### GIVEN EXERCISE
Starting at the line containing "Tag the mountain summit" and ending at the line containing "[(260, 211)]", repeat those lines with "summit" switched to "peak" and everything else left as it is.

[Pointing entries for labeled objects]
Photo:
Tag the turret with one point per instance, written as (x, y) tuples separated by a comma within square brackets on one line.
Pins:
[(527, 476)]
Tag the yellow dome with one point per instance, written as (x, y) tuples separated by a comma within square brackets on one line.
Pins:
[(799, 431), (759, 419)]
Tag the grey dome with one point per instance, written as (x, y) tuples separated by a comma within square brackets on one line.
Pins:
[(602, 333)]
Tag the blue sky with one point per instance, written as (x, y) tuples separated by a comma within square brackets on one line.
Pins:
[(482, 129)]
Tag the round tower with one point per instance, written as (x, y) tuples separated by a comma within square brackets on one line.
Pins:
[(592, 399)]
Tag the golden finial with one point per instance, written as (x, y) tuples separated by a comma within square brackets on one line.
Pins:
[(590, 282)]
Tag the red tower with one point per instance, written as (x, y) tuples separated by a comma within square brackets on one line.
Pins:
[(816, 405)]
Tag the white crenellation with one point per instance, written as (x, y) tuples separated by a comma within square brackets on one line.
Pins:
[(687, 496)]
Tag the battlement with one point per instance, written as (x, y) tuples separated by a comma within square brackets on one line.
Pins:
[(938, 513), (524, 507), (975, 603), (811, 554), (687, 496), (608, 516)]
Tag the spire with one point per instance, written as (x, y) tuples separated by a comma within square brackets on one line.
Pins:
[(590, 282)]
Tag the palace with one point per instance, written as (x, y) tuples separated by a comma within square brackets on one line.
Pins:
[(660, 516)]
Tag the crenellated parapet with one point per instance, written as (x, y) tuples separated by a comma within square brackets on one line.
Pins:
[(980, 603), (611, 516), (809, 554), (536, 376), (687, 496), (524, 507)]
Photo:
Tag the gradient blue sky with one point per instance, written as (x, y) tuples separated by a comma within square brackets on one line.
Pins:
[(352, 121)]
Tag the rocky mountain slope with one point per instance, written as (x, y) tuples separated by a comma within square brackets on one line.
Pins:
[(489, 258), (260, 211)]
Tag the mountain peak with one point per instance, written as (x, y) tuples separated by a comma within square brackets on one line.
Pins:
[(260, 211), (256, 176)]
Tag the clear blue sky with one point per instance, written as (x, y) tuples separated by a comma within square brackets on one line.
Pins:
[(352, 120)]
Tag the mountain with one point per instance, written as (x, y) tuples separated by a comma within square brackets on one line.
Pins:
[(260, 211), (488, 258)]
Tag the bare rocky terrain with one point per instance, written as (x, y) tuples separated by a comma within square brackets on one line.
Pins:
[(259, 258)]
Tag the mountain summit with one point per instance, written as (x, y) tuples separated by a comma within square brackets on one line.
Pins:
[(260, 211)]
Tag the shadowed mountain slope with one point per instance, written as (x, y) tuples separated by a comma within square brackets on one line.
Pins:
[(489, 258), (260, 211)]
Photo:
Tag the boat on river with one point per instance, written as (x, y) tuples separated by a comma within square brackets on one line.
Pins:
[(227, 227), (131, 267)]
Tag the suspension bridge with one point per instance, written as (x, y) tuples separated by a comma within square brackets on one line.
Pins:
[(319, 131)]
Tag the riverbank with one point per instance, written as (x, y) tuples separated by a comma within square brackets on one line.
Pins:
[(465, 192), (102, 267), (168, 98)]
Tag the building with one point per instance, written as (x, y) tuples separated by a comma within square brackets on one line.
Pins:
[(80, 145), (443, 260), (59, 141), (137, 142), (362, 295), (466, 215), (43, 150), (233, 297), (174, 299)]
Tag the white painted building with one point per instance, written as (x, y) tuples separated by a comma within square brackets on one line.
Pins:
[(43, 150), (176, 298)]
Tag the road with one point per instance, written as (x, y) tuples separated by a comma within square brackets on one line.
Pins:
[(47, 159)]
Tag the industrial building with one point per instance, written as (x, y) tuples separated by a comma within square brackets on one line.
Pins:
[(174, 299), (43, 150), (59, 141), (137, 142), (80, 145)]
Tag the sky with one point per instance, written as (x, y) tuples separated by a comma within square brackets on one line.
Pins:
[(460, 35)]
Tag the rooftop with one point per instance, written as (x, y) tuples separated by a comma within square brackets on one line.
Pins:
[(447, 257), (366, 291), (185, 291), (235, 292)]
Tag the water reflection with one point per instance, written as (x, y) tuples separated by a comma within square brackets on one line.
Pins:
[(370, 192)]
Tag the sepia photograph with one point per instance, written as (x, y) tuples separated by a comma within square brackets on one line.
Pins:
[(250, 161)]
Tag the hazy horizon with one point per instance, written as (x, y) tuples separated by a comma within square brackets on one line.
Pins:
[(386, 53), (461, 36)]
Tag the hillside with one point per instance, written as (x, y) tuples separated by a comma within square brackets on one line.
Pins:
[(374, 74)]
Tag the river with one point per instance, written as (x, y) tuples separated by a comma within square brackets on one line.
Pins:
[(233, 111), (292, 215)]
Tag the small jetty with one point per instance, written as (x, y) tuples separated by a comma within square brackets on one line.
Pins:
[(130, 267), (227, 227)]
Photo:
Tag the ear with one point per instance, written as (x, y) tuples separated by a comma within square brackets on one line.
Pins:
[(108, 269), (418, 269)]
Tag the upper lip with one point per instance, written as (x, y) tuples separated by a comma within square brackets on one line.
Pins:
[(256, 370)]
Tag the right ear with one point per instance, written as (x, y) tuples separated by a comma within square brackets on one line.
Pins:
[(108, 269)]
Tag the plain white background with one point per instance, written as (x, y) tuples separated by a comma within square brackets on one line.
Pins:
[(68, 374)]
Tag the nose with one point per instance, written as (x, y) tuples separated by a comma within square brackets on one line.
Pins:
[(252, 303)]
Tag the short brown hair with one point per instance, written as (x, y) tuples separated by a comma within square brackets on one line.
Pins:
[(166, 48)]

### OUTPUT
Tag the mountain peak with one point per instance, written as (x, y) tuples separated by a comma within square brackets on one line.
Pins:
[(260, 211)]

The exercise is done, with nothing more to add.